→ WHAT THE TASK ASKS
Please change every "SHOULD" in the rows below to "MUST" and give the rows again with nothing else altered. Leave the pictures out of your answer.

╔══

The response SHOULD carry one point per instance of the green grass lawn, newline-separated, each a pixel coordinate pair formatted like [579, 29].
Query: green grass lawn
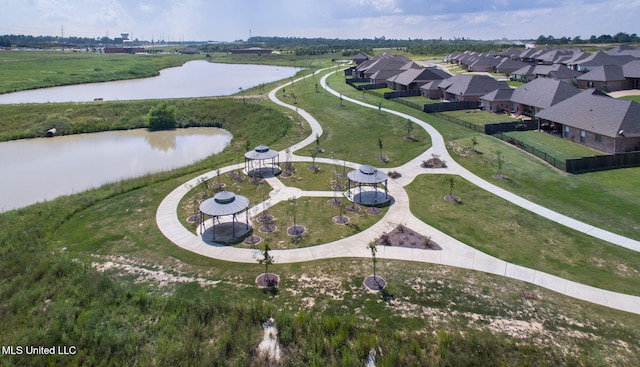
[506, 231]
[351, 132]
[480, 118]
[22, 70]
[429, 315]
[553, 145]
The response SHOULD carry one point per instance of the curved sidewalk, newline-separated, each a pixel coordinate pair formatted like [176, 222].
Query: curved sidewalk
[453, 253]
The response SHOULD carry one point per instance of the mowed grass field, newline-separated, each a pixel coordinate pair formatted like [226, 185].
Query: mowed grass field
[152, 303]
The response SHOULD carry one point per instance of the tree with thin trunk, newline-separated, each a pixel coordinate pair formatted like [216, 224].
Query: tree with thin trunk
[500, 162]
[374, 249]
[409, 129]
[266, 260]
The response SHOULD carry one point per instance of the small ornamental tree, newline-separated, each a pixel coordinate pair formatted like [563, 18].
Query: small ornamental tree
[162, 117]
[374, 249]
[409, 129]
[266, 260]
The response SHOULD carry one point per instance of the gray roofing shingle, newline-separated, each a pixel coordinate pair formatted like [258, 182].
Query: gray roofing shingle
[606, 73]
[594, 111]
[543, 92]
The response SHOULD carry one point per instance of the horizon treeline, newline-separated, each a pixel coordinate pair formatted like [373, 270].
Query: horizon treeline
[320, 46]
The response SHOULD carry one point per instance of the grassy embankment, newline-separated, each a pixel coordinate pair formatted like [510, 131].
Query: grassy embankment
[23, 70]
[111, 317]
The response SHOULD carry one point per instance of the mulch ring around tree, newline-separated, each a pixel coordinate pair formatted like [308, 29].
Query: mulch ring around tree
[373, 210]
[405, 237]
[267, 228]
[296, 230]
[452, 198]
[352, 207]
[268, 280]
[340, 219]
[252, 240]
[334, 201]
[265, 218]
[433, 163]
[375, 284]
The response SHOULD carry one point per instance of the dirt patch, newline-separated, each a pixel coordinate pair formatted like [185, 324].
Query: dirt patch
[145, 272]
[268, 280]
[434, 162]
[406, 237]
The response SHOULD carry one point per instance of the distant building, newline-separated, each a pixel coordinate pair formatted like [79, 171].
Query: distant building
[124, 50]
[251, 50]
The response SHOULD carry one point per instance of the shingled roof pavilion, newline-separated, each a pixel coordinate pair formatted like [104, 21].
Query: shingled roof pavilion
[363, 186]
[254, 161]
[225, 203]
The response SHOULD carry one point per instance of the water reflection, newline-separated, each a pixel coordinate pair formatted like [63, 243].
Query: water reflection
[194, 79]
[42, 169]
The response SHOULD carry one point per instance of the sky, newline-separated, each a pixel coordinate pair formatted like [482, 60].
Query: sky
[230, 20]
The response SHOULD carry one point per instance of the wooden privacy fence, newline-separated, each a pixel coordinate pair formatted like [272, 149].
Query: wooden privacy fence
[603, 162]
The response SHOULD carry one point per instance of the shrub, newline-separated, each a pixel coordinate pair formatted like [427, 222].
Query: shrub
[162, 117]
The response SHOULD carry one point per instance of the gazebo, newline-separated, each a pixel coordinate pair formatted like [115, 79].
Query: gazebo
[260, 154]
[368, 177]
[225, 203]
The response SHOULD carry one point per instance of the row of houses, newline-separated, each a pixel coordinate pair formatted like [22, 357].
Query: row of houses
[565, 90]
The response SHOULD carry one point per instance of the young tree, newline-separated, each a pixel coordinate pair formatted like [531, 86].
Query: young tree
[374, 249]
[409, 129]
[500, 163]
[266, 260]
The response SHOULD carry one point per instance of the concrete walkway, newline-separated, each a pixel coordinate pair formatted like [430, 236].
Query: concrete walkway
[453, 253]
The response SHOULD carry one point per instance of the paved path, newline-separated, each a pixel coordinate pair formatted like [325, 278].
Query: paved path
[453, 253]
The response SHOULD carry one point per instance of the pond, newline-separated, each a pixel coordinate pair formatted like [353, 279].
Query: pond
[194, 79]
[42, 169]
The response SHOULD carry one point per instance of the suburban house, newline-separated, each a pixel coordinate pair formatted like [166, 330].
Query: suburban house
[497, 101]
[600, 59]
[554, 71]
[607, 77]
[413, 79]
[596, 120]
[508, 66]
[539, 94]
[382, 67]
[467, 87]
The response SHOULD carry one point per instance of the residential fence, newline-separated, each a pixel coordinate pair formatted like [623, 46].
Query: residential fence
[450, 106]
[556, 162]
[403, 93]
[603, 162]
[505, 127]
[572, 165]
[458, 121]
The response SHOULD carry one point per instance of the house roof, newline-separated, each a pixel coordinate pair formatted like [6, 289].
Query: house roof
[596, 112]
[498, 95]
[471, 85]
[543, 92]
[508, 65]
[419, 75]
[601, 58]
[606, 73]
[631, 69]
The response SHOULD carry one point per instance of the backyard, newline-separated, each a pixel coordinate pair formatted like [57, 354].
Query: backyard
[103, 277]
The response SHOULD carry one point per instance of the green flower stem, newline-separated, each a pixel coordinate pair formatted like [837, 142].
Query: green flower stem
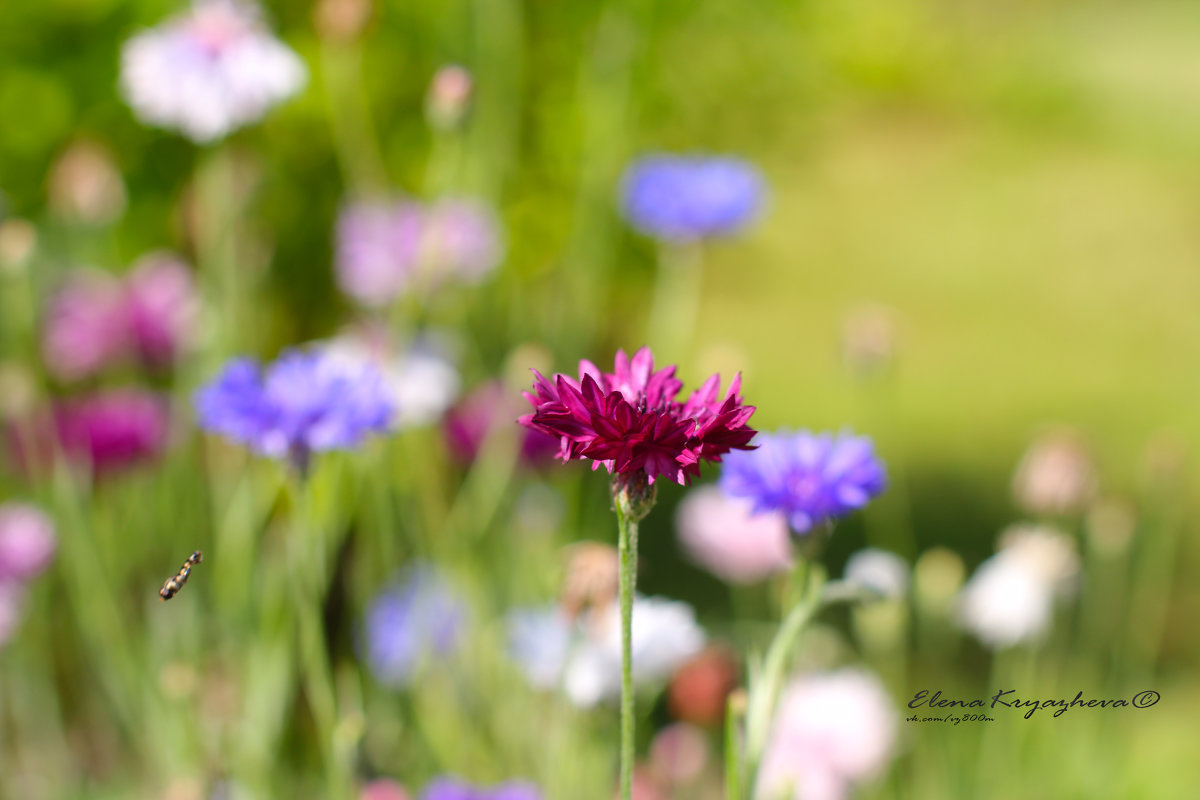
[627, 548]
[765, 692]
[735, 713]
[219, 205]
[317, 675]
[349, 116]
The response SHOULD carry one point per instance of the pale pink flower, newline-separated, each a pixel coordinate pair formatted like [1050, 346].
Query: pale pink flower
[161, 308]
[383, 789]
[832, 732]
[27, 541]
[85, 325]
[209, 71]
[723, 535]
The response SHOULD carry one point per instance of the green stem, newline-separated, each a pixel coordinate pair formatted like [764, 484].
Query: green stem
[627, 548]
[349, 116]
[317, 674]
[766, 690]
[735, 713]
[219, 208]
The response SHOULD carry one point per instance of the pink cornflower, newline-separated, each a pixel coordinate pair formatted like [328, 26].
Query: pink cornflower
[630, 421]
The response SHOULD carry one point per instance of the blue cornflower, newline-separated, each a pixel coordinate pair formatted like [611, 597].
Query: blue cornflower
[305, 402]
[810, 477]
[689, 197]
[448, 788]
[418, 617]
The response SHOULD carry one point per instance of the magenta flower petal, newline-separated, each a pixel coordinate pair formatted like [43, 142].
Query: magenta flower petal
[630, 421]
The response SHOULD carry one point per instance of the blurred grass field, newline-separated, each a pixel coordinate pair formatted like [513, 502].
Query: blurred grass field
[1015, 184]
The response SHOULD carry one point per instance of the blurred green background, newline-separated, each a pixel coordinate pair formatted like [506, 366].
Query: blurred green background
[1015, 182]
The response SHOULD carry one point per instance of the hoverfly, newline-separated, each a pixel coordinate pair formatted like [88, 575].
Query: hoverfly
[175, 582]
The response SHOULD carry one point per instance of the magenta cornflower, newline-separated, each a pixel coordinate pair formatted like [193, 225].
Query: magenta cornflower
[630, 421]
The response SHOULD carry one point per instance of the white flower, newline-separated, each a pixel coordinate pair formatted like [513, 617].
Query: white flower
[880, 571]
[1009, 599]
[585, 657]
[208, 71]
[831, 732]
[724, 535]
[421, 380]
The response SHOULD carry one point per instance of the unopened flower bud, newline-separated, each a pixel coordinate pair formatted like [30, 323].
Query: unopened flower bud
[869, 340]
[634, 494]
[85, 186]
[18, 239]
[449, 96]
[592, 579]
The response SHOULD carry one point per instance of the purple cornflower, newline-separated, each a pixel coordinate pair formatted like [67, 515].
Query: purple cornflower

╚══

→ SOLUTION FOR THIS PROBLEM
The response MUST carry one point per instance of the green grass lawn, newline-separated, each a pixel coordinate pair formatted like [579, 29].
Query: green grass lawn
[506, 231]
[351, 132]
[480, 118]
[22, 70]
[429, 315]
[553, 145]
The response MUST carry one point per instance of the curved sidewalk, newline-separated, each a pixel coordinate pair formatted like [176, 222].
Query: curved sidewalk
[453, 253]
The response MUST carry one point per instance of the mowed grass field, newline-separated, each a pixel coordinate pair formatted like [226, 185].
Query: mowed grass field
[152, 303]
The response MUST carry one point per instance of the tree with thin trunk, newline-separated, each a pixel coordinate pair formatted like [216, 224].
Query: tree with thin trunk
[500, 162]
[374, 249]
[409, 129]
[266, 260]
The response MUST carry one point per instance of the small ornamental tree, newline-separated, each a pixel coordinate pair formatted like [563, 18].
Query: small ornamental tree
[162, 117]
[374, 249]
[409, 129]
[266, 260]
The response MUST carry one point per instance of the gray roofing shingle, newline-separated, each a pixel coordinate pair formatted like [258, 182].
Query: gray roofing shingle
[606, 73]
[594, 111]
[543, 92]
The response MUST carry one point per instance of the horizon treeline, newline-separated, each a pixel coordinate pair formatted like [373, 270].
Query: horizon treeline
[320, 46]
The response MUST carry one point per instance of the grassy embankment, newline-separated, each a pixel coordinate pair formatted like [510, 131].
Query: grassy embankment
[23, 70]
[111, 317]
The response MUST carry one point per instance of the mulch ring around tree, newline-separated, each a pixel coordinate pair formatted like [308, 29].
Query: mulch ring around tree
[373, 210]
[405, 237]
[267, 228]
[296, 230]
[452, 198]
[352, 207]
[268, 280]
[340, 219]
[252, 240]
[334, 201]
[265, 218]
[433, 163]
[375, 284]
The response MUST carry one point per instance of the dirt patch, newline-separated, each a pixel coordinate pair formatted like [185, 324].
Query: dirt patch
[145, 272]
[268, 280]
[434, 162]
[406, 237]
The response MUST carry one point per instance of the distant building, newline-separated, each a pixel coordinate pair formatted like [79, 171].
Query: distant building
[124, 50]
[251, 50]
The response MUST carry one point per instance of the shingled roof pavilion, newline-separated, each a pixel coordinate pair formatted like [104, 21].
Query: shingled roof pavilion
[363, 186]
[254, 161]
[225, 203]
The response MUST carry one point per instance of the water reflection, newline-separated, each a pixel coordinate pair formatted like [63, 243].
Query: water reflection
[194, 79]
[42, 169]
The response MUST carry one point per instance of the sky, newline-separated, each a pixel coordinate pair formatted like [482, 60].
Query: sky
[230, 20]
The response MUST carry one point per instance of the wooden privacy fence, newline-separated, each a pixel coordinate pair formatted like [272, 149].
Query: wooden privacy fence
[603, 162]
The response MUST carry one point per instance of the shrub, newline-separated, each a pixel coordinate pair formatted like [427, 222].
Query: shrub
[162, 117]
The response MUST carry one point per instance of the gazebo, newline-separated, each a pixel coordinate pair formatted like [115, 79].
Query: gazebo
[260, 154]
[368, 177]
[225, 203]
The response MUST carry one point per instance of the row of houses, newline-separated, each a pixel coordinate pair formatted like [22, 357].
Query: row of houses
[565, 90]
The response MUST carry one point per instance of the young tree, newline-separated, each a pixel coordinate pair formatted like [531, 86].
Query: young tree
[374, 249]
[409, 129]
[500, 163]
[266, 260]
The response MUST carry one point per instance of the concrete walkway, newline-separated, each a pixel coordinate pair formatted like [430, 236].
Query: concrete walkway
[453, 253]
The response MUST carry one point per instance of the paved path, newline-separated, each a pixel coordinate pair formatted like [325, 278].
Query: paved path
[453, 253]
The response MUST carry one point per instance of the pond, newline-separated, each a pixel coordinate pair formatted like [353, 279].
Query: pond
[194, 79]
[42, 169]
The response MUST carry one point per instance of the suburban house, newline-separated, each a pixel coordinate pair formatted like [166, 330].
Query: suburban house
[497, 101]
[600, 59]
[554, 71]
[607, 77]
[413, 79]
[596, 120]
[508, 66]
[539, 94]
[382, 67]
[467, 87]
The response MUST carry one point per instance of the residential fence, newline-separated, each a pixel coordinate pair formatted like [623, 46].
Query: residential fence
[450, 106]
[556, 162]
[403, 93]
[603, 162]
[505, 127]
[572, 165]
[458, 121]
The response MUST carry one point per instance of the house roof, newline-separated, each a pixel coordinate pair formatted like [6, 289].
Query: house roof
[596, 112]
[498, 95]
[471, 85]
[543, 92]
[508, 65]
[419, 75]
[601, 58]
[606, 73]
[631, 69]
The response MUST carry one point per instance of the backyard, newline-separated, each a pixel coordinate pair formatted like [57, 354].
Query: backyard
[103, 277]
The response MUST carry one point per instance of the green flower stem, newline-separated, each a pixel coordinate pair formatted like [837, 142].
Query: green flower stem
[627, 548]
[765, 692]
[735, 713]
[219, 205]
[317, 675]
[349, 116]
The response MUST carry one point per instance of the pale pink flower, newline-separated, each a pixel coordinate pair formatted like [1050, 346].
Query: pale pink flower
[161, 308]
[383, 789]
[832, 732]
[27, 541]
[85, 325]
[209, 71]
[723, 535]
The response MUST carry one point per instance of the green stem, newline-separated, each a pixel coordinate pair formatted like [764, 484].
Query: green stem
[627, 548]
[349, 116]
[317, 674]
[766, 690]
[735, 713]
[219, 208]
The response MUST carry one point per instance of the pink cornflower, newline-separated, each a pixel coordinate pair formatted like [328, 26].
Query: pink cornflower
[630, 421]
The response MUST carry one point per instance of the blue cornflower, newline-separated, each a pixel coordinate pair formatted like [611, 597].
Query: blue cornflower
[305, 402]
[810, 477]
[689, 197]
[448, 788]
[418, 617]
The response MUST carry one point per instance of the magenta flower petal, newline-separated, each a pixel coordinate pair formatted like [43, 142].
Query: magenta flower petal
[630, 421]
The response MUST carry one point per instance of the blurred grass field, newline-separated, each a pixel coordinate pair formatted like [513, 502].
Query: blurred grass field
[1015, 184]
The response MUST carry one point per instance of the blurred green background, newline-separated, each a pixel coordinate pair formatted like [506, 366].
Query: blurred green background
[1015, 182]
The response MUST carry one point per instance of the hoverfly, newline-separated, each a pixel coordinate pair formatted like [88, 575].
Query: hoverfly
[175, 582]
The response MUST carry one point per instance of the magenta cornflower, newline-separated, each a pixel coordinate pair formatted like [193, 225].
Query: magenta cornflower
[630, 421]
The response MUST carry one point per instance of the white flower, newline-separated, each a pixel coordinate pair formatted like [513, 617].
Query: white flower
[880, 571]
[1009, 599]
[585, 657]
[208, 71]
[831, 732]
[724, 535]
[421, 380]
The response MUST carry one point per instance of the unopened flower bud, newline-separated, each a pixel coordinate pair formatted like [30, 323].
Query: unopened flower bud
[869, 340]
[634, 494]
[85, 186]
[18, 239]
[449, 96]
[592, 579]
The response MUST carry one point per instance of the purple cornflower, newline-separated, each a pixel coordinate pair formatted like [67, 515].
Query: purple cornflower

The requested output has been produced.